Work to complete -
Each line below that holds the word "shade" counts once; state the total number of such lines and nothing else.

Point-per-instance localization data

■ ■ ■ ■ ■

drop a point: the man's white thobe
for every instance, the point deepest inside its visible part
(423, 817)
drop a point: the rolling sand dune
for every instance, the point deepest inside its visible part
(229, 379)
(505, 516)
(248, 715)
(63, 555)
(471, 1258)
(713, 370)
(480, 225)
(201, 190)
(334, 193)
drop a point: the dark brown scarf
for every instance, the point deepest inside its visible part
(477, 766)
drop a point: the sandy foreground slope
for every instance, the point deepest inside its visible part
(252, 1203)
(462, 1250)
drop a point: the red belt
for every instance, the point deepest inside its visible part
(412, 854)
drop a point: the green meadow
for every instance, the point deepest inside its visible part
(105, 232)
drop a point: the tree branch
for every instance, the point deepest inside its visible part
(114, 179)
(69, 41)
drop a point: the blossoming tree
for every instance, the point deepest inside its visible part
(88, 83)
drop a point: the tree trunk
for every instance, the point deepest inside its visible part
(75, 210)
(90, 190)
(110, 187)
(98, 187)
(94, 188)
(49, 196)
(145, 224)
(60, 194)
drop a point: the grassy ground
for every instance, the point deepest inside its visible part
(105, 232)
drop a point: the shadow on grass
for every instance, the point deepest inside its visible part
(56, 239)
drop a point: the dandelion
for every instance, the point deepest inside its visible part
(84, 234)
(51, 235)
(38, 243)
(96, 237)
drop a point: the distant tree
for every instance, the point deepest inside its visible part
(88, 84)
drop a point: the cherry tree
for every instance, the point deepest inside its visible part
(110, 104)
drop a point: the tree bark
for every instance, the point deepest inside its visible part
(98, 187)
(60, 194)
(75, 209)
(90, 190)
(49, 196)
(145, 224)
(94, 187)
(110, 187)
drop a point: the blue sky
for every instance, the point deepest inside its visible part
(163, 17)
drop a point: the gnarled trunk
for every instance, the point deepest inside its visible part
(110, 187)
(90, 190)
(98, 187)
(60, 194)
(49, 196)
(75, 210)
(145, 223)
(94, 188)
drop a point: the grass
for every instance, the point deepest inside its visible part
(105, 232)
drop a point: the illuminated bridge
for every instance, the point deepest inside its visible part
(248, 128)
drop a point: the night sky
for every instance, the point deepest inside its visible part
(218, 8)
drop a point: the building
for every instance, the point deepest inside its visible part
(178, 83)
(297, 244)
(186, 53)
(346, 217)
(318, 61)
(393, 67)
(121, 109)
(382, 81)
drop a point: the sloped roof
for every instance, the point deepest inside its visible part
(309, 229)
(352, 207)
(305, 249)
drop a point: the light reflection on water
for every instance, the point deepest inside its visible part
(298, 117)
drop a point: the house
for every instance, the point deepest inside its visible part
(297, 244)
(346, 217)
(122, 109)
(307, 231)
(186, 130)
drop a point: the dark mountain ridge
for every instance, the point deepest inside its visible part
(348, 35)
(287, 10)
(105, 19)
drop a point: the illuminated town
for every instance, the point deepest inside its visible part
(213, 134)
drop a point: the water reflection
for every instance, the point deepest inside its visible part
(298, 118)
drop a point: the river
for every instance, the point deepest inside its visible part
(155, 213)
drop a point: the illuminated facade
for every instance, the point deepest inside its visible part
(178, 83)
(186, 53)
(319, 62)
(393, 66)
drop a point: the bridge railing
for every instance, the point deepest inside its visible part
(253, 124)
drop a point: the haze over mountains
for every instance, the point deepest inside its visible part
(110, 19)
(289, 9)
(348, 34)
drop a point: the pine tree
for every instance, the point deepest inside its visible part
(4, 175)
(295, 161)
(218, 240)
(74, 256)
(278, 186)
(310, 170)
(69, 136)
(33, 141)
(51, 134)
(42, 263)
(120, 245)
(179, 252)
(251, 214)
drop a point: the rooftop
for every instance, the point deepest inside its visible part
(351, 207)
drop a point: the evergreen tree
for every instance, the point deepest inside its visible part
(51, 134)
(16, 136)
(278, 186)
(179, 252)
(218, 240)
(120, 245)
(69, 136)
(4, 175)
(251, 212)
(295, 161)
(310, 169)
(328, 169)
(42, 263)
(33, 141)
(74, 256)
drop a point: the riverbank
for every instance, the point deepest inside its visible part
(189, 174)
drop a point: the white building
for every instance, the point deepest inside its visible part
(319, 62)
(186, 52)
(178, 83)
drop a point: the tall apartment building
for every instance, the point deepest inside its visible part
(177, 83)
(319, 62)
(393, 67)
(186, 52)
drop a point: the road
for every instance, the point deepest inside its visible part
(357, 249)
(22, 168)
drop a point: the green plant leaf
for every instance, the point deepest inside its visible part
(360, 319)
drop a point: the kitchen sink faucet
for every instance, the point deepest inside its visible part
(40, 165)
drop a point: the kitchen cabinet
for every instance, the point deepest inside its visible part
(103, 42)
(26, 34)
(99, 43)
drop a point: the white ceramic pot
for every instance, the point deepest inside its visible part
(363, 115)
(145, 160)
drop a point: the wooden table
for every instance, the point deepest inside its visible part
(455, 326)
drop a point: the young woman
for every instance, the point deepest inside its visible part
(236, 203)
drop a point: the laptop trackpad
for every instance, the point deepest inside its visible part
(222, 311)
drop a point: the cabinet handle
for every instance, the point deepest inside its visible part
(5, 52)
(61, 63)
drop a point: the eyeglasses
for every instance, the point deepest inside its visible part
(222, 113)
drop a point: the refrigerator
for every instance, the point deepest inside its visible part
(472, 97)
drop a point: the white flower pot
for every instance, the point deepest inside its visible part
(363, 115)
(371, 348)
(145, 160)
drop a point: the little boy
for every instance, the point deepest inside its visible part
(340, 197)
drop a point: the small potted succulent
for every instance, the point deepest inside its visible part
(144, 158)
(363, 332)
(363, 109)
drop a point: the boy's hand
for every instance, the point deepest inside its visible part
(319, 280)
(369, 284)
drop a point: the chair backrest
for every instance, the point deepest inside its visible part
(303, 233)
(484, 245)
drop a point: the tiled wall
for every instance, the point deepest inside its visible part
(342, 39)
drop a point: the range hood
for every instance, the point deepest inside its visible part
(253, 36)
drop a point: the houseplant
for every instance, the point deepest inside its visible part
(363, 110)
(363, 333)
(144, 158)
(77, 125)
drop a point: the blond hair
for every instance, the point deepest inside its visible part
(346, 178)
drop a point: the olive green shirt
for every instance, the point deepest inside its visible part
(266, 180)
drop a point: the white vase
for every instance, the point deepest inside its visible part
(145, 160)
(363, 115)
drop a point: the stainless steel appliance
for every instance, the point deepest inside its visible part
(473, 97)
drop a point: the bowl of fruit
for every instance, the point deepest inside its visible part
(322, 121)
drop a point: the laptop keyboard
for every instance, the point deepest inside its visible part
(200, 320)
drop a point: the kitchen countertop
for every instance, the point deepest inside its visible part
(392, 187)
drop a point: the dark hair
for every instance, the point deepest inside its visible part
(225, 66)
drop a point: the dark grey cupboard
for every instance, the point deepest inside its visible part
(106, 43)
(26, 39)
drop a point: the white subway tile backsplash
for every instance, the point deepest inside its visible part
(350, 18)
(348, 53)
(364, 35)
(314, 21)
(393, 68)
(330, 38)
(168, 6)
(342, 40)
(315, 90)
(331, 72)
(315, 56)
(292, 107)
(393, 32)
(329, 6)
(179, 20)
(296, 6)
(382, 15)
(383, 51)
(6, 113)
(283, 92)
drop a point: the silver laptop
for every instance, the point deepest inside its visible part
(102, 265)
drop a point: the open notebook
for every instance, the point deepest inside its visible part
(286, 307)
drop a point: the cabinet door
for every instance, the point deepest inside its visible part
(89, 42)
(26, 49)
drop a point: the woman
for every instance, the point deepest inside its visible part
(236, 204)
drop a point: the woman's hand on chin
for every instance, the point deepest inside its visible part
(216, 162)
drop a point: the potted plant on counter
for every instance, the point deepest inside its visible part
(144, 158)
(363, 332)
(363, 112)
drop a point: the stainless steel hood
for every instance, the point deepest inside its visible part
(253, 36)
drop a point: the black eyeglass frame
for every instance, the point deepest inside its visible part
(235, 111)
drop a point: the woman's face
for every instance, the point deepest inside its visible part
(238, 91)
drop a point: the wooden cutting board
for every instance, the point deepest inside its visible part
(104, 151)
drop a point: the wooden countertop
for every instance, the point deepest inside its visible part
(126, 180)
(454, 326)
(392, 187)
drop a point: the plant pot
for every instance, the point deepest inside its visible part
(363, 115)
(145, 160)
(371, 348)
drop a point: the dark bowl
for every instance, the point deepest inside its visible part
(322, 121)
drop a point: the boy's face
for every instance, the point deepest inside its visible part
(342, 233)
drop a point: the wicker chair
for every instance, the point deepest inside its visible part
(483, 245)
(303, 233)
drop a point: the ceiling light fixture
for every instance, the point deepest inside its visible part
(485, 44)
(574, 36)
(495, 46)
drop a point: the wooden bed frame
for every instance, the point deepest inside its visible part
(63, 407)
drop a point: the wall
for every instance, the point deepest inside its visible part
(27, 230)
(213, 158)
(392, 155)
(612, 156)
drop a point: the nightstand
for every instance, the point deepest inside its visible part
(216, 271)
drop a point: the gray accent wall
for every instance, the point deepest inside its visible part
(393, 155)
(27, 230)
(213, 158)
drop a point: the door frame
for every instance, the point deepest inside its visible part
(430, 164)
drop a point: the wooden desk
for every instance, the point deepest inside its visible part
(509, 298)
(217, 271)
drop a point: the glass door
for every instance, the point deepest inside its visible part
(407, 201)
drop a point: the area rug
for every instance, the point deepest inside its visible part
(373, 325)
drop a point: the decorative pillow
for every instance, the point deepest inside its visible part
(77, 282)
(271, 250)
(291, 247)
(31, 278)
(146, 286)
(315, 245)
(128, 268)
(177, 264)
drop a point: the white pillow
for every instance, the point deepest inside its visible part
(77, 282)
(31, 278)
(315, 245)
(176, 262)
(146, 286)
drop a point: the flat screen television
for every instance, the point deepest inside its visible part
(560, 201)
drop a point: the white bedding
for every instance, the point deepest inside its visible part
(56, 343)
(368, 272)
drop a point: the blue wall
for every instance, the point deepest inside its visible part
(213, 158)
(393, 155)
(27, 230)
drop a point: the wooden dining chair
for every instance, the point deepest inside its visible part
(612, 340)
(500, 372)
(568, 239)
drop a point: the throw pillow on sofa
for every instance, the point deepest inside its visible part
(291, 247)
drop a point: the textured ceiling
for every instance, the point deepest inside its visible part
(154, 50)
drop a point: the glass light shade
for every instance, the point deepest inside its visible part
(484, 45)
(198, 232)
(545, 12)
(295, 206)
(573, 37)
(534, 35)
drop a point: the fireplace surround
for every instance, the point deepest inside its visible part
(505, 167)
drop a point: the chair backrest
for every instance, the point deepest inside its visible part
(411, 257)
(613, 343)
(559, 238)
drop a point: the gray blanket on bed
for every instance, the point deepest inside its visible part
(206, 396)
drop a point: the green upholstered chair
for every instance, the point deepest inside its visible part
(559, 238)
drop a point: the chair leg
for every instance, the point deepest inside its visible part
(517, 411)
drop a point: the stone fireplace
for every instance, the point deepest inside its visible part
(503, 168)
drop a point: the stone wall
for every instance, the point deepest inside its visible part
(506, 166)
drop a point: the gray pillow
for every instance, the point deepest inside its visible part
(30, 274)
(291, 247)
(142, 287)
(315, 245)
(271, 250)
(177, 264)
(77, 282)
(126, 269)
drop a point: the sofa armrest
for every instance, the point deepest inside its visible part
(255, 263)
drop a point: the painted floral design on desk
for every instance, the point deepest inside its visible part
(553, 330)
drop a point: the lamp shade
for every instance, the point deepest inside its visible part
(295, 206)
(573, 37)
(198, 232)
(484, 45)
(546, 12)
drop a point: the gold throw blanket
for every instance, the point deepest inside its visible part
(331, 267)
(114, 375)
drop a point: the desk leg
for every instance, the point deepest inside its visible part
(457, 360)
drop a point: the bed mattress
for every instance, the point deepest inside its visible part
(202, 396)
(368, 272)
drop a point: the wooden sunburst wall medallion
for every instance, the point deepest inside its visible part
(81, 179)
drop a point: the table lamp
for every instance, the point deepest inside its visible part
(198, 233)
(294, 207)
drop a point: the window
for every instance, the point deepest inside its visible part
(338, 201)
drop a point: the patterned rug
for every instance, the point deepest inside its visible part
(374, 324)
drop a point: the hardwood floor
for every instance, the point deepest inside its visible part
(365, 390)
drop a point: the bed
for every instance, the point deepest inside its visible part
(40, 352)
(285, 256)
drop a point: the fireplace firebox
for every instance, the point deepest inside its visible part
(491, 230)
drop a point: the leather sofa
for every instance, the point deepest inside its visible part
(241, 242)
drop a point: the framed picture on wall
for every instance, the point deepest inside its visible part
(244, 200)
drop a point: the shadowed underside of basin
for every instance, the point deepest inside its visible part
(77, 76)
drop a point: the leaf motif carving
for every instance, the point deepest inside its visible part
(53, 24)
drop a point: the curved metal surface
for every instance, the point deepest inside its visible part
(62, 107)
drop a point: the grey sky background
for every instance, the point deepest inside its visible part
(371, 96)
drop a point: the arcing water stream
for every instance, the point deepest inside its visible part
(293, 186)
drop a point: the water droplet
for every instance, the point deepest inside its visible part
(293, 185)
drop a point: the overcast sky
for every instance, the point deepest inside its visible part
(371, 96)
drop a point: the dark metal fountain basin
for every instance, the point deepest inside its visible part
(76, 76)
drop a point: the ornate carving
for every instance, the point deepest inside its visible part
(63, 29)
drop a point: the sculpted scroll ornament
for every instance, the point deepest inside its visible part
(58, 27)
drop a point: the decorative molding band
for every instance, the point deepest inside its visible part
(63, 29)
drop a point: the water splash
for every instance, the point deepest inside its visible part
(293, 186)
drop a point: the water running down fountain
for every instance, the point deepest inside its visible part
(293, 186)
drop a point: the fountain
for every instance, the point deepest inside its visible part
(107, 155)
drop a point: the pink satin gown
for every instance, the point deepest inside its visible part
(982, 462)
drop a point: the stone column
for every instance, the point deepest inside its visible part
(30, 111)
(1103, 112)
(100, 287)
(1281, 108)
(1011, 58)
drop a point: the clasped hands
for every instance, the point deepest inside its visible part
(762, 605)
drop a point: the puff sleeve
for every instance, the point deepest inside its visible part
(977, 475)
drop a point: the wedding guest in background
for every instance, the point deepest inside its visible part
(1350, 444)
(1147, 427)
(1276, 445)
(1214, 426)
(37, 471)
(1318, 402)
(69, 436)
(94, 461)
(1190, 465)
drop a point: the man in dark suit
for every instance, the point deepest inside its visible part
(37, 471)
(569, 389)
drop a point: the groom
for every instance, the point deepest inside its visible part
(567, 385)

■ ■ ■ ■ ■

Answer section -
2